Texte fourni

À ce point de vue, il n’est pas indifférent d’examiner si la liberté individuelle, c’est-à-dire la liberté sans laquelle on n’est plus maître de sa personne, est mise en France sous la garde d’une loi vigilante, destinée à justifier la confiance du citoyen ; il est nécessaire de s’assurer si elle n’est pas exposée au contraire aux abus de la détention préventive et aux atteintes de la détention illégale. Les lacunes de notre législation, rapprochée des législations étrangères, feront aisément reconnaître s’il ne convient pas de réclamer contre l’emprisonnement sans jugement, ne fût-il que provisoire, un système de garanties qui jusqu’à ce jour sont restées pour ainsi dire sur le seuil de notre droit public.

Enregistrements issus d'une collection
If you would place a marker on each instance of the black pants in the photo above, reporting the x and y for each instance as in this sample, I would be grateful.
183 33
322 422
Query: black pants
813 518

Série d'exercices
(1) Comment le texte sur la liberté individuelle définit-il cette liberté ?
(2) Restituez un passage du texte sur la liberté individuelle : commencez aux mots « À ce point de » et arrêtez-vous après « notre droit public. ».
(3) Réécrivez plus brièvement le paragraphe du texte sur la liberté individuelle qui commence par « À ce point de vue », sans en perdre les faits principaux.

Réponses attendues
(1) Comme la liberté sans laquelle on n'est plus maître de sa personne.

(2)
À ce point de vue, il n’est pas indifférent d’examiner si la liberté individuelle, c’est-à-dire la liberté sans laquelle on n’est plus maître de sa personne, est mise en France sous la garde d’une loi vigilante, destinée à justifier la confiance du citoyen ; il est nécessaire de s’assurer si elle n’est pas exposée au contraire aux abus de la détention préventive et aux atteintes de la détention illégale. Les lacunes de notre législation, rapprochée des législations étrangères, feront aisément reconnaître s’il ne convient pas de réclamer contre l’emprisonnement sans jugement, ne fût-il que provisoire, un système de garanties qui jusqu’à ce jour sont restées pour ainsi dire sur le seuil de notre droit public.

(3) Il faut vérifier si, en France, la liberté individuelle, sans laquelle on n'est plus maître de sa personne, est protégée par une loi vigilante qui justifie la confiance du citoyen, ou si elle est exposée aux abus de la détention préventive et aux atteintes de la détention illégale. Comparer notre législation aux législations étrangères en révélera les lacunes. On pourra alors juger s'il convient de réclamer, contre l'emprisonnement sans jugement, même provisoire, des garanties restées jusqu'ici sur le seuil de notre droit public.